Data for analysis Block Start
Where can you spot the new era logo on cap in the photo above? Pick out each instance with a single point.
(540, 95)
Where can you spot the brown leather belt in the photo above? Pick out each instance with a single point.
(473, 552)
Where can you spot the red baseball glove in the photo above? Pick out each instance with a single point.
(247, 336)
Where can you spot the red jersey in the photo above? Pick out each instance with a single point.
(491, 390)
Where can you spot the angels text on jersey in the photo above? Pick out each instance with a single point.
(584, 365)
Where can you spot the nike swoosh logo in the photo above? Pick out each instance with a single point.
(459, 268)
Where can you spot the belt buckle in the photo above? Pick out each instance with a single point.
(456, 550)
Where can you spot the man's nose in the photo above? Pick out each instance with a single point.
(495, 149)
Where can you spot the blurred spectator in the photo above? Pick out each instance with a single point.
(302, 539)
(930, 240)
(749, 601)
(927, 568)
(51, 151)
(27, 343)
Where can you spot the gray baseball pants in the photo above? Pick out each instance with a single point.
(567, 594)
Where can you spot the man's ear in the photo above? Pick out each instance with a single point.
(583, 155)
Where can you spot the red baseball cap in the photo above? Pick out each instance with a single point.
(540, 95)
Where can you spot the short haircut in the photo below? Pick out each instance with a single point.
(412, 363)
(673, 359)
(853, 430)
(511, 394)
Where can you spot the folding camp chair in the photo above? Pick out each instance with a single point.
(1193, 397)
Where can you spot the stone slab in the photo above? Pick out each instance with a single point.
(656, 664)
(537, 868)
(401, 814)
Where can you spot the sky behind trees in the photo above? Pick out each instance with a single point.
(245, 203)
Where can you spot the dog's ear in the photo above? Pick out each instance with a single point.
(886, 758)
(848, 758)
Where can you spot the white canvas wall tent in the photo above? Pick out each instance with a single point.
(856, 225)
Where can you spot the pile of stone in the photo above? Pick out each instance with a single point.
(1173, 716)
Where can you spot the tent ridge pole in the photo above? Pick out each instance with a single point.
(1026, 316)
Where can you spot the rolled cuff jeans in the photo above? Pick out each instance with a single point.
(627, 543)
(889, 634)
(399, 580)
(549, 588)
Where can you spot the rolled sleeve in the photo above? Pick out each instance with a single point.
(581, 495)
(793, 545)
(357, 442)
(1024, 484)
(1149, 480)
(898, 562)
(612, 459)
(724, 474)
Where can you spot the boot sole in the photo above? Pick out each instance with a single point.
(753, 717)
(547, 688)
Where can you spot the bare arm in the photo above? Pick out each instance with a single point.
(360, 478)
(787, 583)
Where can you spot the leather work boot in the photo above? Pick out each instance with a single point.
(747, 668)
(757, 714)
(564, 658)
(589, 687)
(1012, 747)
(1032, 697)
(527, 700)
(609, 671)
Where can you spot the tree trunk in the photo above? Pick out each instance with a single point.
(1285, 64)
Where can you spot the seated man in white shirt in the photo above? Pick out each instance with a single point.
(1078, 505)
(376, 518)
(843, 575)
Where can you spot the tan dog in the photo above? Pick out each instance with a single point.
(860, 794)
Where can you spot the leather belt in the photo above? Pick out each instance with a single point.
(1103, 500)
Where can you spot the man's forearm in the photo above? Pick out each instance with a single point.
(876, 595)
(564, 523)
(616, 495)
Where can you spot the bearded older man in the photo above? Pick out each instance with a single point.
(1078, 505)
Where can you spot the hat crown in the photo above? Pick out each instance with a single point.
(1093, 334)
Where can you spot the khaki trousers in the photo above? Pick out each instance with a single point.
Data for analysis Block End
■ Work task
Please give the material above once more, unchanged.

■ The completed task
Where can you spot the new era logo on cap in the photo above? Pick out each instance with a single point.
(540, 95)
Where can you spot the brown leather belt in the photo above? Pick out each instance with a single point.
(473, 552)
Where can you spot the red baseball glove in the photo above? Pick out each instance with a single point.
(247, 336)
Where can you spot the red jersey in the photo above? Pick out each instance with a single point.
(491, 390)
Where can you spot the angels text on jersey in the photo above? Pick out each instance with a single point.
(584, 365)
Where can you spot the nike swoosh logo in the photo above? Pick out each instance with a single point.
(459, 268)
Where can you spot the belt buckle in the photo above? Pick out each instance with a single point.
(456, 550)
Where can you spot the man's nose in the photo above? Pick out each instance with a single point.
(495, 149)
Where can you spot the blurred spectator in the photo above? Pick out each instance with a single point.
(302, 539)
(930, 240)
(749, 601)
(927, 568)
(51, 151)
(27, 343)
Where can you spot the gray baseball pants in the photo above? Pick out each instance with a single point.
(567, 594)
Where can you spot the man's ear in the photo above? Pick out each instance with a single point.
(583, 155)
Where can you spot the red baseball cap in the photo above? Pick out each instance with a single point.
(540, 95)
Where can you spot the short haircut in the photo below? Pick out each instance with a single point.
(412, 363)
(673, 359)
(853, 430)
(511, 394)
Where can you spot the folding camp chair in the photo above? Pick out each instance with a single point.
(1193, 397)
Where can you spot the stone slab in the photo above? Pick out each instance with a single point.
(656, 664)
(537, 868)
(401, 814)
Where can you spot the sky behind trees in the photo above? Pick out each instance with a single point.
(245, 203)
Where can you spot the dog's ear in the photo above? Pick out each instance with a single point.
(886, 758)
(848, 758)
Where can you spot the white canvas wall tent in the photo above? Pick out each instance with a single point.
(856, 225)
Where can you spot the pile of stone in the photo above? Pick out each instance with a single point.
(1173, 716)
Where can you spot the tent ridge pole in the photo above? Pick out each instance with a single point.
(1026, 316)
Where can you spot the rolled cuff jeans in the photo above? Pick out each instance with a single point.
(627, 543)
(889, 634)
(399, 580)
(549, 588)
Where can you spot the rolled sleeve in the photo above? Pick out each instance with a single point.
(581, 495)
(793, 545)
(357, 442)
(1024, 484)
(1149, 480)
(898, 562)
(612, 459)
(724, 474)
Where can you spot the boot sole in the photo above? Pick out each instance with a single point.
(753, 717)
(547, 688)
Where can you spot the bare arm in the photo above? Pick out each instance with a single point.
(360, 478)
(787, 583)
Where can you spot the leather work boot in the photo above? Pick out each instance with a single point.
(747, 668)
(757, 714)
(564, 658)
(589, 687)
(1012, 747)
(1032, 697)
(527, 700)
(609, 671)
Where can you spot the tree trunk in the photo above? Pick out each instance with a single point.
(1285, 64)
Where can you spot the seated man in white shirt in the photo above? Pick out each instance with a single point.
(1078, 505)
(376, 518)
(843, 575)
Where can you spot the tan dog in the photo above? Pick out each instance with a single point.
(860, 794)
Where can you spot the leather belt in the photo above? Pick out each instance with a single point.
(1103, 500)
Where can you spot the man's forearm in the photo above? Pick out each instance with a single point.
(876, 595)
(564, 523)
(616, 495)
Where can you spot the bearded older man in the photo above? Pick out each instance with a single point.
(1078, 505)
Where can you spot the hat crown in the photo above? Pick out each instance with a single point.
(1093, 334)
Where can you spot the khaki trousers in the photo above? Pick out each instance with a single point.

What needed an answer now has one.